APPARATUS FOR DETECTING A FAILURE OF A GLADHAND COUPLER

Abstract

An apparatus for detecting a failure of a gladhand coupler connecting a towing component and a trailer component of a commercial or railroad vehicle. The towing component is configured with a triggerable mechanism adapted to change, through the gladhand coupler, a pressure for braking the trailer component. The apparatus includes a triggering module, configured to trigger the mechanism, and a detection module, configured to detect a reaction of the commercial or railroad vehicle after the triggering module has triggered the mechanism, to attribute the reaction to a failure of the gladhand coupler, and to issue a warning signal about the failure of the gladhand coupler.

Claims

1-9. (canceled)

10. An apparatus for detecting a failure of a gladhand coupler, which connects a towing component and a trailer component of a commercial or railroad vehicle, comprising: a triggering module to trigger a triggerable mechanism, wherein the towing component is configured with the triggerable mechanism adapted to change, through the gladhand coupler, a pressure for braking the trailer component; and a detection module to detect a reaction of the commercial or railroad vehicle after the triggering module has triggered the mechanism, to attribute a reaction to a failure of the gladhand coupler, and to issue a warning signal about the failure of the gladhand coupler.

11. The apparatus of claim 10, wherein the towing component is configured to generate an information about a driving status of the commercial or railroad vehicle, and wherein the triggering module is configured to receive the information about the driving status, and to trigger the mechanism based on the information about the driving status.

12. The apparatus of claim 10, wherein the triggering module is configured to trigger the mechanism based on at least one of the following: an engine start, a driveaway, a trailer component connection and/or disconnection, a brake application or braking process initialization, an acceleration, a force acting on the towing component in the direction or in the opposite direction of the trailer component, a slope of a road, an information received via a power line carrier, and/or an information received via a controller area network.

13. The apparatus of claim 10, wherein the triggering module is configured, by triggering the triggerable mechanism, to change the pressure for braking the trailer component in at least one of the following ways: for a limited time, by a limited amount, by one or more pulses, by varying a strength or length of pulses, and/or repeatedly.

14. The apparatus of claim 10, wherein the detection module is configured to detect and/or attribute the reaction based on at least one of the following: an acceleration, a speed of the commercial or railroad vehicle, an engine torque, a towing component and/or trailer component brake information, a voltage at PIN 5 of an electric trailer component connection, a mass of the towing component and/or the trailer component, an information about a driving status, an information received via a power line carrier, and/or an information received via a controller area network.

15. The apparatus of claim 10, wherein after attributing the reaction to a failure of the gladhand coupler, the detection module is configured to control the triggering module in further triggering the triggerable mechanism.

-- Written exercise a --
Reproduce the passage of the gladhand coupler text that begins at the words "15. The apparatus" and ends after the words "the triggerable mechanism.".

Object location annotation data:

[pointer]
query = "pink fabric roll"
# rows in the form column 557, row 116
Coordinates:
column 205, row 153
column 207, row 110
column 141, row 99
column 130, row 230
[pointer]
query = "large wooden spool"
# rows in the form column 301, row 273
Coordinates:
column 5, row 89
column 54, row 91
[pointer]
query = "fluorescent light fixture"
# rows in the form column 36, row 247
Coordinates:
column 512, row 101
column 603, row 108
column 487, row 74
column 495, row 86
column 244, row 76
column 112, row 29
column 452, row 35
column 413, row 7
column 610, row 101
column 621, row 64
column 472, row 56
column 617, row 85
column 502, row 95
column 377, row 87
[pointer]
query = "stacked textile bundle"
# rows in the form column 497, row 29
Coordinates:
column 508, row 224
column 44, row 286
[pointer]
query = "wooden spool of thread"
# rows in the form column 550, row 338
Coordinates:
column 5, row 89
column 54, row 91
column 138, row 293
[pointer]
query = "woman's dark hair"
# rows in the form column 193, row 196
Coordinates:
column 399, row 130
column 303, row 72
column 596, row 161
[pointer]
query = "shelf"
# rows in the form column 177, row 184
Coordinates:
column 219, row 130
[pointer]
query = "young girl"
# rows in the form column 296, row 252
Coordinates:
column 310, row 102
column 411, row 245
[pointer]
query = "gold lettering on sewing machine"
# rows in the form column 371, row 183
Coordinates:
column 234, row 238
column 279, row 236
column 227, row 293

-- Written exercise b --
Format the lines of the entries as a numbered list, starting at the first line of the entries and ending after the line that contains "column 596, row 161". Omit blank lines.

-- Exercise output a --
15. The apparatus of claim 10, wherein after attributing the reaction to a failure of the gladhand coupler, the detection module is configured to control the triggering module in further triggering the triggerable mechanism.

-- Exercise output b --
1. [pointer]
2. query = "pink fabric roll"
3. # rows in the form column 557, row 116
4. Coordinates:
5. column 205, row 153
6. column 207, row 110
7. column 141, row 99
8. column 130, row 230
9. [pointer]
10. query = "large wooden spool"
11. # rows in the form column 301, row 273
12. Coordinates:
13. column 5, row 89
14. column 54, row 91
15. [pointer]
16. query = "fluorescent light fixture"
17. # rows in the form column 36, row 247
18. Coordinates:
19. column 512, row 101
20. column 603, row 108
21. column 487, row 74
22. column 495, row 86
23. column 244, row 76
24. column 112, row 29
25. column 452, row 35
26. column 413, row 7
27. column 610, row 101
28. column 621, row 64
29. column 472, row 56
30. column 617, row 85
31. column 502, row 95
32. column 377, row 87
33. [pointer]
34. query = "stacked textile bundle"
35. # rows in the form column 497, row 29
36. Coordinates:
37. column 508, row 224
38. column 44, row 286
39. [pointer]
40. query = "wooden spool of thread"
41. # rows in the form column 550, row 338
42. Coordinates:
43. column 5, row 89
44. column 54, row 91
45. column 138, row 293
46. [pointer]
47. query = "woman's dark hair"
48. # rows in the form column 193, row 196
49. Coordinates:
50. column 399, row 130
51. column 303, row 72
52. column 596, row 161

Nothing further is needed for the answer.